* _Actions to take_
1. Answer these questions using the Zhibao Technology letter:
(a) What date appears on the letter itself?
(b) What CIK number does it give?
(c) What is the date of the Staff's comment letter?
2. Reproduce word for word the part of the Zhibao Technology letter that begins at the words "For the Staff’s" and stops after "this response letter.".

* _Text block_

■ ■ ■

DRSLTR 1 filename1.htm

Zhibao Technology Inc.

Floor 3, Building 6, Wuxing Road, Lane 727

Pudong New Area, Shanghai, 201204

People’s Republic of China

 

VIA EDGAR

 

August 11, 2023

 

U.S. Securities and Exchange Commission

Division of Corporation Finance

Office of Finance

100 F Street, NE

Washington, D.C. 20549

 

Attn: William Schroeder
  Amit Pande
  Madeleine Joy Mateo
  John Dana Brown

 

  Re: Zhibao Technology Inc.
    Amendment No. 2 to Draft Registration Statement on Form F-1
    Submitted July 14, 2023
    CIK No. 0001966750

 

Dear Mr. Schroeder,

 

Zhibao Technology Inc. (the “Company,” “Zhibao,” “we,” “our” or “us”) hereby transmits the Company’s responses to the comment letter received from the staff (the “Staff”) of the U.S. Securities and Exchange Commission (the “Commission”), dated July 26, 2023, regarding the Amendment No. 2 to Draft Registration Statement on Form F-1 (the “Form F-1”) submitted to the Commission on July 14, 2023.

 

For the Staff’s convenience, we have repeated below the Staff’s comments in bold, and have followed each comment with the Company’s response. In response to the Staff’s comments, the Company is submitting via Edgar Amendment No. 3 to Draft Registration Statement (the “Amendment No. 3”) with this response letter.

■ ■ ■

* _Given records_
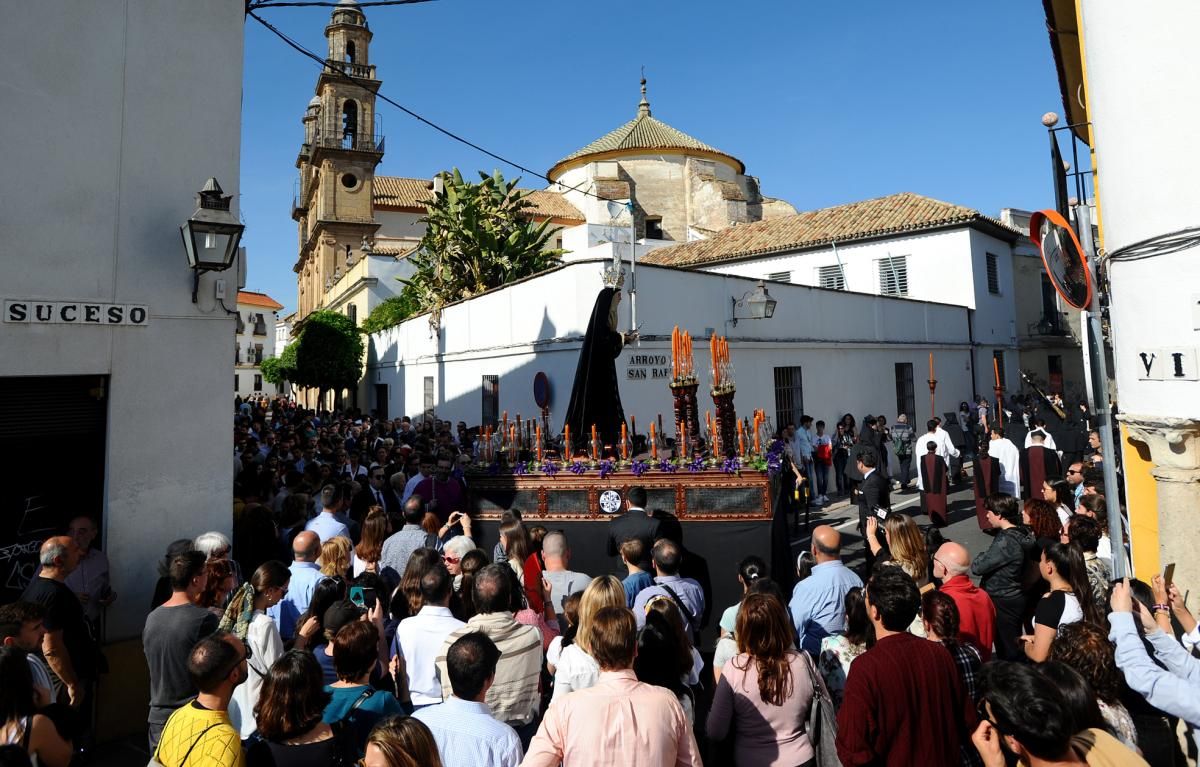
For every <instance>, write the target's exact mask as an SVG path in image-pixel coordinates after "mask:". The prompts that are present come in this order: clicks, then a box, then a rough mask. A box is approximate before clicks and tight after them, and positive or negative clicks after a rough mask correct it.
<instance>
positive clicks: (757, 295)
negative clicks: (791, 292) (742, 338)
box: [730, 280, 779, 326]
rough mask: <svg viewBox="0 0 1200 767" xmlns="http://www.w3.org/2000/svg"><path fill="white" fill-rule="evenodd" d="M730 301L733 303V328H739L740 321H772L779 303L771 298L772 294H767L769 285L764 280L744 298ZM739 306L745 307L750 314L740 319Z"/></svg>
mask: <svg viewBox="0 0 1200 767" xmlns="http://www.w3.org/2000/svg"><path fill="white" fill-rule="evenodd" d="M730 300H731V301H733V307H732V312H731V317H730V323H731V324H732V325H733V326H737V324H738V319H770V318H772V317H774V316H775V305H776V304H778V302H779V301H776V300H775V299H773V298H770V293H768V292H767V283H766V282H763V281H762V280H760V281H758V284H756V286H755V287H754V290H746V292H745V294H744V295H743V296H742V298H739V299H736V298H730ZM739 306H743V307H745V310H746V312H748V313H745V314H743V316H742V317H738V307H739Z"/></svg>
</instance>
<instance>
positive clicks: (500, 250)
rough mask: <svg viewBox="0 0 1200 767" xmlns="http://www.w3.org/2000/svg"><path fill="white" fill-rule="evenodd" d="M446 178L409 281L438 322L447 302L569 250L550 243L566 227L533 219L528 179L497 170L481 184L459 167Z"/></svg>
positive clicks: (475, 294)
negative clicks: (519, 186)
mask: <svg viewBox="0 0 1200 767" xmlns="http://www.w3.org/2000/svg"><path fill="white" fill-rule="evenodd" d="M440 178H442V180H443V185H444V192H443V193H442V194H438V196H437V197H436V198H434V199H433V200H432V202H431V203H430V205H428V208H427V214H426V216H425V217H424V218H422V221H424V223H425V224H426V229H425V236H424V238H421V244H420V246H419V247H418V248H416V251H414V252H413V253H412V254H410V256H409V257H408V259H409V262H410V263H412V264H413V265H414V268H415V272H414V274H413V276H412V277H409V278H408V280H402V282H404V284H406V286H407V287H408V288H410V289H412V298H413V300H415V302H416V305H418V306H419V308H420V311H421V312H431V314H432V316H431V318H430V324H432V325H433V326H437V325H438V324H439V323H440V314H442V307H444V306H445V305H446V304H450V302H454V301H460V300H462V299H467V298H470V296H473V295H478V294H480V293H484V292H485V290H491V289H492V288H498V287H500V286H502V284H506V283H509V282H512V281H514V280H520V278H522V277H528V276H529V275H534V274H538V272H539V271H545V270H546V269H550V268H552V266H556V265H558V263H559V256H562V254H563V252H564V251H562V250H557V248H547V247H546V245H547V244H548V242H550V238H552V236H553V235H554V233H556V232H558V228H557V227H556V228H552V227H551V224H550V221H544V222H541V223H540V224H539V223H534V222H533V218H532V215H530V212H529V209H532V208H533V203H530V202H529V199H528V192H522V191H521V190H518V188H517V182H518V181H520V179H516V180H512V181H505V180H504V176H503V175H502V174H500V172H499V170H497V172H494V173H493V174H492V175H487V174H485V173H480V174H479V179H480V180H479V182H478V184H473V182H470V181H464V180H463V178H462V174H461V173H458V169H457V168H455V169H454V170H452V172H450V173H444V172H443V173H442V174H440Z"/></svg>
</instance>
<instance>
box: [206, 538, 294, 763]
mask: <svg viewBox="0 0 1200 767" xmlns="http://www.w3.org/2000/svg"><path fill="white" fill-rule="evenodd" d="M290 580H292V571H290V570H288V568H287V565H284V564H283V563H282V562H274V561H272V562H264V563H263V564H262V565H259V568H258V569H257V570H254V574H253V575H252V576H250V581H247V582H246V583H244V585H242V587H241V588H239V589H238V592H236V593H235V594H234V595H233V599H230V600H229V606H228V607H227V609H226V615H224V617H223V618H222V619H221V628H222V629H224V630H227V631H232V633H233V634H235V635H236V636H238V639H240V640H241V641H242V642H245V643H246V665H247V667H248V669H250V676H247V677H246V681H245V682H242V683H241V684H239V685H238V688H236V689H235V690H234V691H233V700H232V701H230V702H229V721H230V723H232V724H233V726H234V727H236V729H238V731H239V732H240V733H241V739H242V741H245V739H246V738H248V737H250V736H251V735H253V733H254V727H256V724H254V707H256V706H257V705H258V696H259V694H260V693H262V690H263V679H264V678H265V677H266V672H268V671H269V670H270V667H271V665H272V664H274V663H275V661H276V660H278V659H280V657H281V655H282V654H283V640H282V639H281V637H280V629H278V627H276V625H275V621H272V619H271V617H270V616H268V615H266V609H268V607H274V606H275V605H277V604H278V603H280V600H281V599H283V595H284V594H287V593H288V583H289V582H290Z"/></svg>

■ ■ ■

* _Exercise responses_
1.
(a) August 11, 2023
(b) 0001966750
(c) July 26, 2023

2.
For the Staff’s convenience, we have repeated below the Staff’s comments in bold, and have followed each comment with the Company’s response. In response to the Staff’s comments, the Company is submitting via Edgar Amendment No. 3 to Draft Registration Statement (the “Amendment No. 3”) with this response letter.